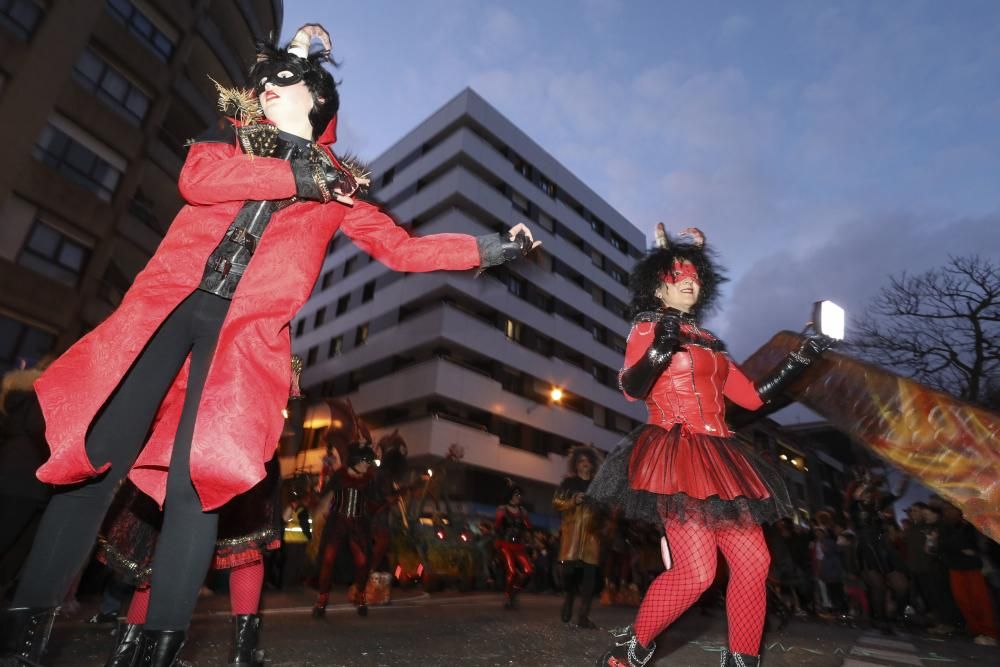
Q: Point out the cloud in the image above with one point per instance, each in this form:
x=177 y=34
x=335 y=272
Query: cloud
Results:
x=850 y=265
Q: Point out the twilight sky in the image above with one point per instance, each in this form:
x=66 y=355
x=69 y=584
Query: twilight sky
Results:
x=819 y=146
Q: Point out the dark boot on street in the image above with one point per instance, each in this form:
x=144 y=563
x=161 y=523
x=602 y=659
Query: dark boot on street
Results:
x=566 y=614
x=583 y=615
x=362 y=603
x=319 y=609
x=628 y=653
x=126 y=649
x=24 y=634
x=246 y=634
x=740 y=660
x=160 y=648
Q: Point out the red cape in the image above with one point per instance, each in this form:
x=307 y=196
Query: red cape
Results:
x=239 y=416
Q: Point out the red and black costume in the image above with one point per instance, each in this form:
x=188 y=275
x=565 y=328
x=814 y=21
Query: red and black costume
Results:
x=206 y=325
x=350 y=522
x=512 y=528
x=683 y=470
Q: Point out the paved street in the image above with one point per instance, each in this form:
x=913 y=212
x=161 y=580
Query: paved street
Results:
x=472 y=629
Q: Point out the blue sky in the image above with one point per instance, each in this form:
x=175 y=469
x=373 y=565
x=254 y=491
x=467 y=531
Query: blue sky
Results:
x=821 y=146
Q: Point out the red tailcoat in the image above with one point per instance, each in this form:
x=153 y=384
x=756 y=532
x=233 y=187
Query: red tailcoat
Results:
x=239 y=417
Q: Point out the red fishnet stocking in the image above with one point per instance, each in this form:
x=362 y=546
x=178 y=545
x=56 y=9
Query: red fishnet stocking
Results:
x=693 y=547
x=746 y=596
x=137 y=608
x=245 y=584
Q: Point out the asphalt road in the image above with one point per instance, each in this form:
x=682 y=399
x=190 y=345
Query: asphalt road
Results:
x=473 y=629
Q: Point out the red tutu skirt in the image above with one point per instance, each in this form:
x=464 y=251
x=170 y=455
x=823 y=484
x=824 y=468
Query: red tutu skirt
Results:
x=656 y=475
x=697 y=465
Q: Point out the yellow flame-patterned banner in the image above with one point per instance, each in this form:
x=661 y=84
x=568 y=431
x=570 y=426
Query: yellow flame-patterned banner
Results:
x=950 y=446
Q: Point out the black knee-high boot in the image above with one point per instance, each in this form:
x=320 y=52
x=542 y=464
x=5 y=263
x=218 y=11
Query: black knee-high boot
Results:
x=160 y=648
x=246 y=634
x=126 y=650
x=24 y=634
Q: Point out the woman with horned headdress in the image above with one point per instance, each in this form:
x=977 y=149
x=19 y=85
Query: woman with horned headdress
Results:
x=683 y=470
x=208 y=320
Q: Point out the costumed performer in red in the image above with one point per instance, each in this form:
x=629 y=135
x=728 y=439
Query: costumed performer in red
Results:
x=209 y=315
x=513 y=529
x=683 y=470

■ **Exercise goal**
Reproduce every one of the entries above verbatim, line for line, omitting the pictures.

■ **Reply to the task**
Q: Point out the cloud in the image above with one point per instance, each in this form:
x=177 y=34
x=335 y=272
Query: cloud
Results:
x=850 y=265
Q: Point out the twilight sky in the image above with one point per instance, each in this form:
x=66 y=355
x=69 y=584
Query: twilight sky
Results:
x=819 y=146
Q: Point out the dark boot on street in the image above with one point per instance, each in this form:
x=144 y=563
x=161 y=523
x=602 y=659
Query: dark boot on street
Results:
x=566 y=614
x=583 y=615
x=362 y=603
x=319 y=609
x=628 y=653
x=126 y=649
x=24 y=634
x=246 y=634
x=740 y=660
x=160 y=648
Q: Point out the red cape in the image above with one point per instance, each in this form:
x=307 y=196
Query: red cape
Results:
x=239 y=416
Q: Point out the red and black costume in the image above with one point per instance, each in this form:
x=188 y=275
x=565 y=328
x=814 y=21
Query: red and black costume
Results:
x=206 y=325
x=350 y=522
x=512 y=528
x=683 y=470
Q: Point out the paved street in the image above with one point per instance, each in this form:
x=913 y=212
x=161 y=580
Query: paved street
Results:
x=472 y=629
Q: Point out the blue sky in the image above with one point per instance, each in this form:
x=175 y=469
x=373 y=565
x=254 y=491
x=467 y=531
Query: blue sky
Results:
x=821 y=146
Q: Point out the red tailcoat in the image above with one point per instance, each in this form:
x=153 y=384
x=756 y=532
x=233 y=187
Query: red tailcoat
Results:
x=239 y=417
Q: Point out the red fishnet stocking in the image above with one point per instance, each in this form:
x=362 y=546
x=178 y=545
x=56 y=9
Query: red fishnet stocking
Results:
x=693 y=547
x=746 y=596
x=137 y=608
x=245 y=584
Q: Point out the asphalt road in the image above with one point per instance, each in this form:
x=682 y=399
x=190 y=345
Query: asphalt road
Results:
x=473 y=629
Q: Point out the red tutu skirt in the image above with one point per instance, each in this form:
x=464 y=251
x=170 y=455
x=823 y=484
x=824 y=468
Query: red tutu skirt
Results:
x=656 y=475
x=697 y=465
Q: Point out the yellow flame-patterned banner in the image above with one point per instance, each in this form:
x=661 y=84
x=568 y=431
x=570 y=426
Query: yellow flame-patterned banner
Results:
x=950 y=446
Q: Point out the black knee-high boot in the image above with one point per instance, each in this form:
x=320 y=52
x=542 y=464
x=5 y=263
x=218 y=11
Query: black knee-high boot
Results:
x=160 y=648
x=246 y=634
x=126 y=650
x=24 y=634
Q: Point out the woman with horned headdress in the image above with one point per instance, each in this form:
x=977 y=149
x=19 y=85
Query: woman with horned headdress
Results:
x=683 y=470
x=208 y=320
Q: Point out the costumed performer in red in the image above with one point per instance, each in this form:
x=629 y=135
x=728 y=439
Query: costumed performer in red
Results:
x=209 y=315
x=513 y=529
x=683 y=470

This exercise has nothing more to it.